Emsal Mahkeme Kararı İzmir 6. Asliye Ticaret Mahkemesi 2018/649 E. 2023/236 K. 22.03.2023 T.

Görüntülediğiniz mahkeme kararı henüz kesinleşmemiştir. Yararlı olması amacıyla eklenmiştir.

T.C.
İZMİR
6. ASLİYE TİCARET MAHKEMESİ
ESAS NO : 2018/649 Esas
KARAR NO : 2023/236
DAVA : Tazminat (Ölüm Ve Cismani Zarar Sebebiyle Açılan Tazminat)
DAVA TARİHİ : 30/12/2018
KARAR TARİHİ : 22/03/2023

Mahkememizde görülmekte olan Tazminat (Ölüm Ve Cismani Zarar Sebebiyle Açılan Tazminat) davasının yapılan açık yargılaması sonunda,
GEREĞİ DÜŞÜNÜLDÜ:
Davacı vekili dava dilekçesiyle; 25.07.2017 tarihinde meydana gelen kazada sürücü … sevk ve idaresindeki … plaka sayılı aracın davacıların murisine çarparak ölümüne neden olduğunu, kazanın oluşumundan sorumlu aracın davalı … Genel Sigorta A.Ş. tarafından ZMMS yapıldığını, kazada davalı …’ın ağır derecede kusurlu olduğunu, bu durumun İzmir … Asliye Ceza Mahkemesinin … esas sayılı dosyası ile de sabit olduğunu, murisin 60 yaşında olup emekli olmasına rağmen gece bekçiliği yaparak ailesine destek olduğunu davacılardan …, …, … ve …’ın murisin çocukları, davacı … ise murisin eşi olduğunu, davalı sigorta şirketinin B.K.49 ve KTK 85. ile TTK 1409 md gereğince sorumlu olduğunu, zararın tazmini için KTK 97. md gereğince davalı şirkete başvurulmasına rağmen herhangi bir ödeme yapılmadığını belirttiği ve fazlaya ilişkin hakları saklı kalmak suretiyle, 30.000,00 TL maddi tazminatın davalılar … ve işleten … bakımından olay tarahinden itibaren, davalı … A.Ş.’den temerrüt tarihi 23.03.2018 itibaren işleyecek avans faizi ile birlikte müştereken ve müteselsilen, 60.000,00 TL manevi tazminatın işleten ve sürücüden olay tarihinden itibaren işleyecek yasal faizi ile birlikte müştereken ve müteselsilen, tahsilini yargılama giderleri ve avukatlık ücretinin karşı tarafa yükletilmesine karar verilmesini talep etmiştir.

Veri Kayıtları:
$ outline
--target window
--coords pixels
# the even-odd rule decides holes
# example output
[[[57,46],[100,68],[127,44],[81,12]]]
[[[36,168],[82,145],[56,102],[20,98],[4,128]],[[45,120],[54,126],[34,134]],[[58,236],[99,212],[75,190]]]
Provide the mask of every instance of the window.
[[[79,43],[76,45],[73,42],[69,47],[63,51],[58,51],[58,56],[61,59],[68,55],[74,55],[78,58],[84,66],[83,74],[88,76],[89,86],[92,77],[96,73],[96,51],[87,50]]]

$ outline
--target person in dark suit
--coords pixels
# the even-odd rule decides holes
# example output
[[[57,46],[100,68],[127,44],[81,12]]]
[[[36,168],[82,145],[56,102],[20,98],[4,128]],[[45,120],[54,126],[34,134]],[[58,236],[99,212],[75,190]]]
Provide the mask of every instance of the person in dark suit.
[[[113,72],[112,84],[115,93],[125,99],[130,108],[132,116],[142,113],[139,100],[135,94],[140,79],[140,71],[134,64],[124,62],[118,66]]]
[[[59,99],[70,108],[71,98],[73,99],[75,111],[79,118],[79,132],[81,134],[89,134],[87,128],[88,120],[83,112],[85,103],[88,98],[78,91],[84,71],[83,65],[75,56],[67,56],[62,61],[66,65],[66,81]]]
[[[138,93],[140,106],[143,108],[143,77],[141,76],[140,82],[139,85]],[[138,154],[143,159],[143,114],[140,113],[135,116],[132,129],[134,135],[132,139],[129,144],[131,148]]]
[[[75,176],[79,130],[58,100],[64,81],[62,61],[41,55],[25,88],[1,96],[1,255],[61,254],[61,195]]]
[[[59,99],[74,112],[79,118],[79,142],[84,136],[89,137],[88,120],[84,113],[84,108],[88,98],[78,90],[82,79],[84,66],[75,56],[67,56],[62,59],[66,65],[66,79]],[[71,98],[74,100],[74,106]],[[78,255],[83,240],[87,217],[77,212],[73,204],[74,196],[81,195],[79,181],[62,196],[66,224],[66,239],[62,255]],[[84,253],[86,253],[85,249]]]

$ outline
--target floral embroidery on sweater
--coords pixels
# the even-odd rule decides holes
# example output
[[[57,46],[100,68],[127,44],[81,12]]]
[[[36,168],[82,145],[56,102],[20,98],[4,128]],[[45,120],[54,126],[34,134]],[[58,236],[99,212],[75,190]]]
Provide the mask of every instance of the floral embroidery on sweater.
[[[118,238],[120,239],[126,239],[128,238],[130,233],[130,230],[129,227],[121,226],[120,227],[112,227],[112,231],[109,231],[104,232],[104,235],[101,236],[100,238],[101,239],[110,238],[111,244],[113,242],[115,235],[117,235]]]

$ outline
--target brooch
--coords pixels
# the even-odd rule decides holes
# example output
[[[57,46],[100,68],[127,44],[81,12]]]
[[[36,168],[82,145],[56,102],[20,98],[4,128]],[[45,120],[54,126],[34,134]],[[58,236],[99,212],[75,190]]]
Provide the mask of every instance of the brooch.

Verilen Talimat: Sağlanan metinde aktarılan dava dilekçesine göre tazminata konu kaza hangi tarihte meydana gelmiştir?

Alıştırma Çözümü: Kaza 25.07.2017 tarihinde meydana gelmiştir.